▸ **WHAT NEEDS TO BE DONE**: Beginning at the line containing "Highlight-reel tagging: indicate the cabinet door", output every line to the end of the data below exactly as it appears.

▸ **GIVEN RECORDS**:
= = =
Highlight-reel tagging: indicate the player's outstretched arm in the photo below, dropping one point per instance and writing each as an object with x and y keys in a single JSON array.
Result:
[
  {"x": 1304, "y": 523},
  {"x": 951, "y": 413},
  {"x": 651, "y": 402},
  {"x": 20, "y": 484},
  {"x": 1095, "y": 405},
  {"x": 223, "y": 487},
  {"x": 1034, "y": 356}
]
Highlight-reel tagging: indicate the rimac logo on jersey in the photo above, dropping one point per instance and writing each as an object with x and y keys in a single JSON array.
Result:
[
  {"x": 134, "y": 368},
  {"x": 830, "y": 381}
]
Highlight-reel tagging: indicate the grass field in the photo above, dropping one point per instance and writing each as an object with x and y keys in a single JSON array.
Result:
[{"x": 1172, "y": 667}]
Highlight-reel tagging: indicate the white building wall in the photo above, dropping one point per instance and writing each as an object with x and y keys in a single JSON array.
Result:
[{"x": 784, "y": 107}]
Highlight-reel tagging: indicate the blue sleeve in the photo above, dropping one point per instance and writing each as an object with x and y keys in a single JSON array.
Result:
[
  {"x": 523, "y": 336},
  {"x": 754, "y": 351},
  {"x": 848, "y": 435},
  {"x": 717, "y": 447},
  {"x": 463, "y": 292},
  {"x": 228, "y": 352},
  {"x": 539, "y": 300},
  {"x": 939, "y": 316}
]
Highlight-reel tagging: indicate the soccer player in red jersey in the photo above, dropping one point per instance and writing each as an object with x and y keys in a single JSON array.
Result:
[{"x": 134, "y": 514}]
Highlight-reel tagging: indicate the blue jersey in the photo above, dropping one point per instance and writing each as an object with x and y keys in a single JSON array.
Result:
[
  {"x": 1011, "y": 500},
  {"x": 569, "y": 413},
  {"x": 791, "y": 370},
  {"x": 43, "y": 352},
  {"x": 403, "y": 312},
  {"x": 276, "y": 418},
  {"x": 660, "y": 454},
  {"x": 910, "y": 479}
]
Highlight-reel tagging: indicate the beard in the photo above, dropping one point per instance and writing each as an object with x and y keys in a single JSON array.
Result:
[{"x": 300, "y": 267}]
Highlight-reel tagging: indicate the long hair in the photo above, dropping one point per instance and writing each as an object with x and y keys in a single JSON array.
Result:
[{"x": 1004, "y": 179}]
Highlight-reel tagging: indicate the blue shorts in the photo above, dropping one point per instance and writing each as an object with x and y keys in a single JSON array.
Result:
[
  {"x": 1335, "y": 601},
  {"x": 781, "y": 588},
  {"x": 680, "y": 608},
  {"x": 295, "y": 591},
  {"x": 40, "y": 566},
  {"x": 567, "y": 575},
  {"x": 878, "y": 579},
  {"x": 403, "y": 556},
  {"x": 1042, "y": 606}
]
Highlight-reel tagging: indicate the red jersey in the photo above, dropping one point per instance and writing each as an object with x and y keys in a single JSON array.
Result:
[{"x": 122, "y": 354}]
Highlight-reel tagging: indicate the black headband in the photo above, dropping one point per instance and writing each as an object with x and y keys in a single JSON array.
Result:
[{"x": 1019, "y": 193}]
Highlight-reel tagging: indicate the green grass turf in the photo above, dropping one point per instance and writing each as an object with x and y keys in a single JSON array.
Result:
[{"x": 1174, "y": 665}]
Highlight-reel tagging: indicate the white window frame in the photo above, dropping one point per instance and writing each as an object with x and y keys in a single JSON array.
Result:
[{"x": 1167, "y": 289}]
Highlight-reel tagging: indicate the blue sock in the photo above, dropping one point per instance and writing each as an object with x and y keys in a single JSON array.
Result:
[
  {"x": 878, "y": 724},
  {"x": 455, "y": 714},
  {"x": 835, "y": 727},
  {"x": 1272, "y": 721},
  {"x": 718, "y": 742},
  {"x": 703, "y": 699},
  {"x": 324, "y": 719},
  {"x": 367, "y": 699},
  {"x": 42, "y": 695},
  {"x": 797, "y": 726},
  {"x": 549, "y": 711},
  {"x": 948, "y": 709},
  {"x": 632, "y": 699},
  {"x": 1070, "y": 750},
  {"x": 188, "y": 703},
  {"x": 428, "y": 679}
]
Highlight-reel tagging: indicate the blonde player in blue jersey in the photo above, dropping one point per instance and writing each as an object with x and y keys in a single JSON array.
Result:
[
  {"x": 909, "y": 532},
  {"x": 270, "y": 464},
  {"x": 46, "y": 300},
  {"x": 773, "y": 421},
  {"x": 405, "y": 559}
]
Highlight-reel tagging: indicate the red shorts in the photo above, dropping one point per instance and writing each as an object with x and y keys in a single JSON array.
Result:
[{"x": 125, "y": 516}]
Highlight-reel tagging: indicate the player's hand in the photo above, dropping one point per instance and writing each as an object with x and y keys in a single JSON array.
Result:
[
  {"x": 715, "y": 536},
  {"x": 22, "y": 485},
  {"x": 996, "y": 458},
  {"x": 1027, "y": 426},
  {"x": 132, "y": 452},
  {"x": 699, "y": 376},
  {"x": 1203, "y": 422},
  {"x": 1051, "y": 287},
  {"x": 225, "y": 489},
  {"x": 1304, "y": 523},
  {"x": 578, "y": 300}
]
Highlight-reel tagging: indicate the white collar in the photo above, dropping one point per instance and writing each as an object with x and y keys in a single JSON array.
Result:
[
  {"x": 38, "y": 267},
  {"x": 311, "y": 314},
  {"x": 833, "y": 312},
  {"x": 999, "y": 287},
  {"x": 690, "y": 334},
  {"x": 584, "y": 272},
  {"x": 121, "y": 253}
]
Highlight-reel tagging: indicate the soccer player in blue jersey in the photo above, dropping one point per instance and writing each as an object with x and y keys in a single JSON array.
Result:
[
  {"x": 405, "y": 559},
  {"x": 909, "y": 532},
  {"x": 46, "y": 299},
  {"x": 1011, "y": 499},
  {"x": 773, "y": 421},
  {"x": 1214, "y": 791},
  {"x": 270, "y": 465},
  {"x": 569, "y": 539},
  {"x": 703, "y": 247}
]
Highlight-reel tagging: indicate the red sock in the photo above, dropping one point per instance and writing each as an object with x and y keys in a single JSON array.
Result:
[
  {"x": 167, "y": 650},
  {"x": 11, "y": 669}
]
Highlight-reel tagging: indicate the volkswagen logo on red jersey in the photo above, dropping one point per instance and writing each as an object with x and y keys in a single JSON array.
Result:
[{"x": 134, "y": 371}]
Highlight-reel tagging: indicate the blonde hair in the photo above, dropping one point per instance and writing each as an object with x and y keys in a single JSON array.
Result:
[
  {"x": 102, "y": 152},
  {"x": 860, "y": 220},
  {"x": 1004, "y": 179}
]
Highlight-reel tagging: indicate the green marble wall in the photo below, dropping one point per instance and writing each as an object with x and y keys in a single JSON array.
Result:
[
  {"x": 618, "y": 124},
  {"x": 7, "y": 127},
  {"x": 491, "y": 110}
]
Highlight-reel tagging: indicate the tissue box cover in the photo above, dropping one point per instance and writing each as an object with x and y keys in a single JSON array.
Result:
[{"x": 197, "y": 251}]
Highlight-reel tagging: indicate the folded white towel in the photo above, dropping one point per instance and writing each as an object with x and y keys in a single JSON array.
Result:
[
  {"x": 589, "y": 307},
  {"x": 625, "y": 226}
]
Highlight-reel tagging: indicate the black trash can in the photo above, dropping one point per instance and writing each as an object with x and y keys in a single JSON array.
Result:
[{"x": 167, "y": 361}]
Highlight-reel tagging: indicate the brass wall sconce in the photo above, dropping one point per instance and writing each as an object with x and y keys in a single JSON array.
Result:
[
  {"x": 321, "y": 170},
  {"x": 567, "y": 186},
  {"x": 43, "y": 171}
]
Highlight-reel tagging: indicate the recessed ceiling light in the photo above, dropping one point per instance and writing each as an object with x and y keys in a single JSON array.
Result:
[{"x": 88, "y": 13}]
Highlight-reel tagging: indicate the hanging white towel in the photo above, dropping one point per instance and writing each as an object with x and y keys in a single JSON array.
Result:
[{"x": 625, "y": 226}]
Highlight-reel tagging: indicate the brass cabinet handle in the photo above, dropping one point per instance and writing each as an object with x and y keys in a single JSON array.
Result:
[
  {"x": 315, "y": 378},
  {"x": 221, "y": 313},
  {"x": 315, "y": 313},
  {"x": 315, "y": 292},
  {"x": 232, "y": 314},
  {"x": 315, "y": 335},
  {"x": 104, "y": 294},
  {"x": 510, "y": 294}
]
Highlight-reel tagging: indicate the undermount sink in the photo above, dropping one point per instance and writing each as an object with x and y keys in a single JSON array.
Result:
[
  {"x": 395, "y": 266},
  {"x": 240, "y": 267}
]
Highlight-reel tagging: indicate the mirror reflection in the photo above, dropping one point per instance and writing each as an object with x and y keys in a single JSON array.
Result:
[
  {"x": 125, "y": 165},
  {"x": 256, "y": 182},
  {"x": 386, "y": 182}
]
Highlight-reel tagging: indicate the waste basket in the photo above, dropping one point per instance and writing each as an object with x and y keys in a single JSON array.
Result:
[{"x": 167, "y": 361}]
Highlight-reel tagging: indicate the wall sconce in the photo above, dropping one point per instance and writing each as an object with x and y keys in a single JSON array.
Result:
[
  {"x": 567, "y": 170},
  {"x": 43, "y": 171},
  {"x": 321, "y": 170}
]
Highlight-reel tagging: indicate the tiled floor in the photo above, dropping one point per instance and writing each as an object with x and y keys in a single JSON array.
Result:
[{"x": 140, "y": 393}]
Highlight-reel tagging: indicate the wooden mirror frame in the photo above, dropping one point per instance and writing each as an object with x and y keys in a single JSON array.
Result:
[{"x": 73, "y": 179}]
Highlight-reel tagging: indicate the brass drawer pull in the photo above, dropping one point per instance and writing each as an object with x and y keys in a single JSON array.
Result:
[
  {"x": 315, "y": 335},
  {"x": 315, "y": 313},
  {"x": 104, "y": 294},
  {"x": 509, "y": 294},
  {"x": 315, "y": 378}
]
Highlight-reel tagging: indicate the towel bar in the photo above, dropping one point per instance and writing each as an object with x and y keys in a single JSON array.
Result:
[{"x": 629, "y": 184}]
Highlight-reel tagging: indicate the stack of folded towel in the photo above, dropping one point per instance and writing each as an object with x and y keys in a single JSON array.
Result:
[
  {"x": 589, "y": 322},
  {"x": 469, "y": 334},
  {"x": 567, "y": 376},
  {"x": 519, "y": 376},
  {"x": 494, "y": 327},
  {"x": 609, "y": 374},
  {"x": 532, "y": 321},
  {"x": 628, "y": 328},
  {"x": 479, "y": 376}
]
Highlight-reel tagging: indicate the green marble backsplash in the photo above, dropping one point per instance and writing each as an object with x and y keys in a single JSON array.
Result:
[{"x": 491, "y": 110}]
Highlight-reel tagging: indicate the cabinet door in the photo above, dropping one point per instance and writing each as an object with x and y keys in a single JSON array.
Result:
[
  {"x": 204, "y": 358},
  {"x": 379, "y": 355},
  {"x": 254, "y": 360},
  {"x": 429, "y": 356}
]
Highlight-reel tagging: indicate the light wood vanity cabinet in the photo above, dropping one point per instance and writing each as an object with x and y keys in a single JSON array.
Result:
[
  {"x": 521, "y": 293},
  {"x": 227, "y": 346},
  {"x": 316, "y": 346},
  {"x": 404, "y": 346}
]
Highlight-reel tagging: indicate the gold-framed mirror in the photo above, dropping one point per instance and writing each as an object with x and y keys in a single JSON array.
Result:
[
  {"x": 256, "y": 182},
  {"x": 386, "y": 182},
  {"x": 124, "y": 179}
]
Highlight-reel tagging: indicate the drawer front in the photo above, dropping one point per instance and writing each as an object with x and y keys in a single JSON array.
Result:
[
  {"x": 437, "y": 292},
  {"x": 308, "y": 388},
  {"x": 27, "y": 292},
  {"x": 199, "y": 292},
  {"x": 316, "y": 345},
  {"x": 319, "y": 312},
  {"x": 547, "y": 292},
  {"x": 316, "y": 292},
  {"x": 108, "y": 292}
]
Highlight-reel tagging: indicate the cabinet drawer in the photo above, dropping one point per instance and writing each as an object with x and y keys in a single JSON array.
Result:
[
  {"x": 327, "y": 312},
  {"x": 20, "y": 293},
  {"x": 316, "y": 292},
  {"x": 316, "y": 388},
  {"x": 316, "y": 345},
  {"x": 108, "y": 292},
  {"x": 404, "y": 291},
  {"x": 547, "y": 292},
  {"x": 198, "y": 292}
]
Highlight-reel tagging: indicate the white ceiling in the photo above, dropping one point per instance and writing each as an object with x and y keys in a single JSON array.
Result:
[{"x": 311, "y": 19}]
= = =
▸ **SOLUTION BELOW**:
Highlight-reel tagging: indicate the cabinet door in the photo above, dropping one point per instance and writing each as an object with x and y keys in a single JSON array.
Result:
[
  {"x": 204, "y": 358},
  {"x": 379, "y": 355},
  {"x": 254, "y": 360},
  {"x": 429, "y": 356}
]
Highlight-reel tagging: indicate the light wood vanity cabinet in the photo above, dropping one point per instance and writing each as an object with x and y keys in a single JSON array.
Result:
[
  {"x": 521, "y": 293},
  {"x": 227, "y": 346},
  {"x": 316, "y": 346},
  {"x": 404, "y": 346}
]
Highlight-reel tagging: indicate the gold-framed mirror in the photo above, dropping one point per instance and writing each as an object with x and y keys in a single JSON array.
Result:
[
  {"x": 256, "y": 182},
  {"x": 386, "y": 182},
  {"x": 124, "y": 179}
]
Highlight-reel tagging: indicate the drawer front in the photo above, dropping one point per instance and writing each as an object with x and y keys in a single JSON array.
Result:
[
  {"x": 437, "y": 292},
  {"x": 308, "y": 388},
  {"x": 27, "y": 292},
  {"x": 199, "y": 292},
  {"x": 316, "y": 345},
  {"x": 319, "y": 312},
  {"x": 547, "y": 292},
  {"x": 316, "y": 292},
  {"x": 108, "y": 292}
]
Highlight-reel tagging: indicate the cabinet drawer in the photo above, dropping one point per instance and writing each as an object with x and y keys in a single JSON array.
Result:
[
  {"x": 327, "y": 312},
  {"x": 20, "y": 293},
  {"x": 316, "y": 292},
  {"x": 316, "y": 388},
  {"x": 316, "y": 345},
  {"x": 108, "y": 292},
  {"x": 404, "y": 291},
  {"x": 547, "y": 292},
  {"x": 198, "y": 292}
]
Highlight-reel tagging: indicate the white ceiling in the photo above, dropping one point per instance and writing each as an object with x and y keys in a single JSON array.
Result:
[{"x": 311, "y": 19}]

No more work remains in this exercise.